-- Start --

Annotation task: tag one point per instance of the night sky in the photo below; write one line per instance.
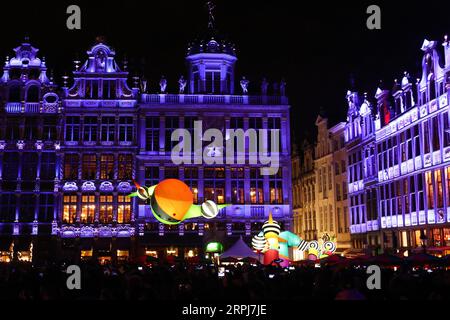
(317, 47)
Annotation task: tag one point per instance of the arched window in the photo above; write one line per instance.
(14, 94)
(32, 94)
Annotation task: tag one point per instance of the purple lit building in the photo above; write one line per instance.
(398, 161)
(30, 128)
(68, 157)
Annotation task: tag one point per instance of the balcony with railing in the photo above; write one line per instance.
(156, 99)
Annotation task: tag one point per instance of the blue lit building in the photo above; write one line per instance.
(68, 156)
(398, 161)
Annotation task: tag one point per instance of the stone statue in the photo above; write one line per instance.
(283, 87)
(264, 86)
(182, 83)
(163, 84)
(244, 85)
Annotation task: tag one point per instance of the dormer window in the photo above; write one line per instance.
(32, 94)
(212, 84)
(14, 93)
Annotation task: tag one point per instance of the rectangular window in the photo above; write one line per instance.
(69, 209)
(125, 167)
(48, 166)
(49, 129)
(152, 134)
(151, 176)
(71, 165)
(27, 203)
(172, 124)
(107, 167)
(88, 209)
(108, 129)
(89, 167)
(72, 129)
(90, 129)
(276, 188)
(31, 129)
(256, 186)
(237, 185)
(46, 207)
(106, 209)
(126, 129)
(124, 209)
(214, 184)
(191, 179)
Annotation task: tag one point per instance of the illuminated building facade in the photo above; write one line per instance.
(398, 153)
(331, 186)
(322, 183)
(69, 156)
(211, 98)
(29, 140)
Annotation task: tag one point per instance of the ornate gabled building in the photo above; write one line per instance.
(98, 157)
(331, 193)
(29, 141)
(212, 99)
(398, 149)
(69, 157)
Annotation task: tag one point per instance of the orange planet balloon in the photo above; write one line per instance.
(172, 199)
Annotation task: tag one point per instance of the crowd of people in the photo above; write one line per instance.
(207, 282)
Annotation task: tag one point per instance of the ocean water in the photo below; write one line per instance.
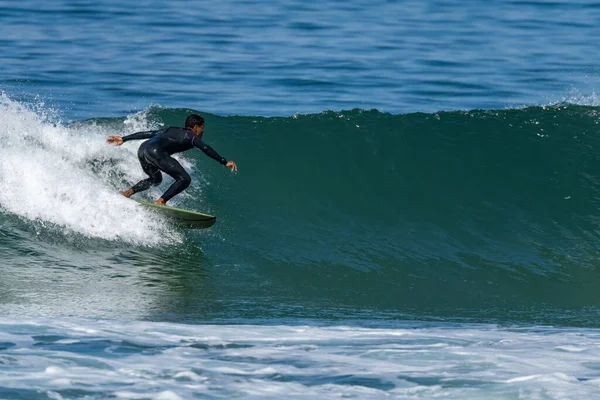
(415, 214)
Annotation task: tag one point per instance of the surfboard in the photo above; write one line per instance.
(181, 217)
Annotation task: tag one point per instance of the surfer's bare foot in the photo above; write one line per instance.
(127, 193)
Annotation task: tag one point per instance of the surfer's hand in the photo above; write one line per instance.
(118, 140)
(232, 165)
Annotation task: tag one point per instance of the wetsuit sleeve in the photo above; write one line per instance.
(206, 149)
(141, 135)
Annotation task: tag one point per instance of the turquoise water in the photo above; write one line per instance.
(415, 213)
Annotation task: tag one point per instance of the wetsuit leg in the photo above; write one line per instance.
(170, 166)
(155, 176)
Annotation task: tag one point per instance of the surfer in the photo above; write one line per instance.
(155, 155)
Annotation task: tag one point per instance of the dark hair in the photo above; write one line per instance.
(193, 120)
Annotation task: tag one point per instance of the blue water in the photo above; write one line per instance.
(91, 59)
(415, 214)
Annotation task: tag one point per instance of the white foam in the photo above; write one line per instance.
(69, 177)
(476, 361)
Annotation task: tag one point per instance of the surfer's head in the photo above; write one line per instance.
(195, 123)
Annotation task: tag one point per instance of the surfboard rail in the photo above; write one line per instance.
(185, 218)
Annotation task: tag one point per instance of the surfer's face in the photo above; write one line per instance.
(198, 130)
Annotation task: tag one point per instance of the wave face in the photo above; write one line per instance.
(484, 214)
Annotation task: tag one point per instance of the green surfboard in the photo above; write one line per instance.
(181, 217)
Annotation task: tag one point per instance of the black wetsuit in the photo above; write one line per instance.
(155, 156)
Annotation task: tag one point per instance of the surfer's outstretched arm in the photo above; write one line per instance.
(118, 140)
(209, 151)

-- End --

Copy out the data above word for word, from the line containing "Annotation task: tag one point per instance of the wave" through the final line of the data, including both of those lines.

Annotation task: tag one point per instance of the wave face in the photo above; write one line per instance.
(484, 214)
Annotation task: tag one point per instance of the green surfboard in the photo above; write one line per instance.
(181, 217)
Annotation task: tag one point per instance of the black wetsuit in the photo above; write one line per instance.
(155, 156)
Annotation task: tag one point per instance of the surfer's outstretched arm in the photo above; write one line per instance.
(118, 140)
(209, 151)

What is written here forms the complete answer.